LONDON: Iran and the western powers are on a collision course as the clock ticks towards crucial talks in Paris next week about Tehran’s nuclear programme. Iranian diplomats insist that their country’s development of nuclear technology is for peaceful, civilian purposes only. They say Iran is merely exercising its right, under the nuclear non-proliferation treaty, to enrich uranium for reactor fuel. But the EU “troika”, comprising Britain, France and Germany, and the Bush administration do not believe them. Brandishing evidence of past concealment gathered by UN inspectors, they suspect that Iran is seeking weapons-grade uranium to build atomic bombs. The talks are highly technical in nature. Yet the basic problem underlying complex disputes about yellowcake and centrifuges is more easily understood. It boils down to an abiding, mutual lack of trust. Unless somebody gives ground soon, the Paris talks between the EU and Iran could mark a parting of the ways.
“The US is using the nuclear issue as a pretext for regime change,” a senior Iranian official said this week. “The issue is a diversion. The US wants to weaken Iran. Even if the nuclear issue was solved, they would want another thing and another thing.”
Iran had agreed on a temporary suspension of uranium enrichment as a confidence-building measure, not a complete cessation, the official said. And the suspension would not necessarily last much longer.
President Mohammad Khatami drove the point home in Isfahan this week: “Cessation of these activities is unacceptable to us. If the Europeans insist ... whatever happens after, the responsibility lies with them.”
Determined not to repeat its North Korea mistakes, the US is equally adamant that Iran must give way before it acquires full nuclear weapons capabilities. “It really is now up to the Iranians to do what they need to do,” Condoleezza Rice, the US secretary of state, warned.
By offering limited incentives to Iran for the first time last week, she said the US had “forged a common front with Europe ... I’m sure it makes the Iranians uncomfortable.”

▶ Your assignment: Continue the article on the Iran nuclear talks, picking up after its final sentence. The records that come next are separate material with no connection to the article on the Iran nuclear talks.

[Collected data entries]
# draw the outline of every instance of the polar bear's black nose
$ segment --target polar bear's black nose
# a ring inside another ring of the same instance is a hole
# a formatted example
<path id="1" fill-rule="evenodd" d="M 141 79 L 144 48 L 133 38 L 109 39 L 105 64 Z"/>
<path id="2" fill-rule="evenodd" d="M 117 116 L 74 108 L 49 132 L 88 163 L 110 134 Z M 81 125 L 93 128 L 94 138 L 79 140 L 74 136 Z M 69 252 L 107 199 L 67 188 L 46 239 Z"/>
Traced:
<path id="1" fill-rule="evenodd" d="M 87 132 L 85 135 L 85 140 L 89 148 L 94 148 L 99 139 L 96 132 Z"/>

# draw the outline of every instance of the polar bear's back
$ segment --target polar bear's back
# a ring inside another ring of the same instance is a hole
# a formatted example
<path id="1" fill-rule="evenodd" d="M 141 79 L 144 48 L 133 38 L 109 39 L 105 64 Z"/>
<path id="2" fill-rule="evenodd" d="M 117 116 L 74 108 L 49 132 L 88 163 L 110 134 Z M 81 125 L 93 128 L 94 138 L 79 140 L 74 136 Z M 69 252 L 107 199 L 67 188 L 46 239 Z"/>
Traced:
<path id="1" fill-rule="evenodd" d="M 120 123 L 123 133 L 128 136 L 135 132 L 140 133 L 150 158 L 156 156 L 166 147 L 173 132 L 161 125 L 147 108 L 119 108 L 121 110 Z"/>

▶ Task answer:
Stephen Hadley, the US national security adviser, dismissed Iran’s proffered “objective guarantees”. “The best guarantee is to permanently abandon their enrichment facilities,” he said.
Stuck in the middle, the EU is in the increasingly awkward position of holding the ring between Tehran and Washington, which is not directly involved in the talks. While it worries about Iran, Europe’s bottom line is avoiding an Iraq-style rift with the US.
British officials are urging Tehran to agree to an indefinite suspension of enrichment while talks on trade and normalization issues proceed. “Like history, diplomacy never ends,” a senior official said. But this approach does not recommend itself to Washington neoconservatives such as Richard Perle, who assert that only regime change in Tehran can ultimately solve the problem.
“The belief that there’s a diplomatic solution to be had here is increasingly the triumph of hope over experience,” the Wall Street Journal commented. On the American right, distrust also extends to the EU, whose leadership on Iran is resented and whose post-Iraq solidarity is doubted.
Iranian officials have been quick to suggest that by agreeing with the US to carpet Iran in the UN security council if incentives flop and the talks fail, the troika is walking into trap.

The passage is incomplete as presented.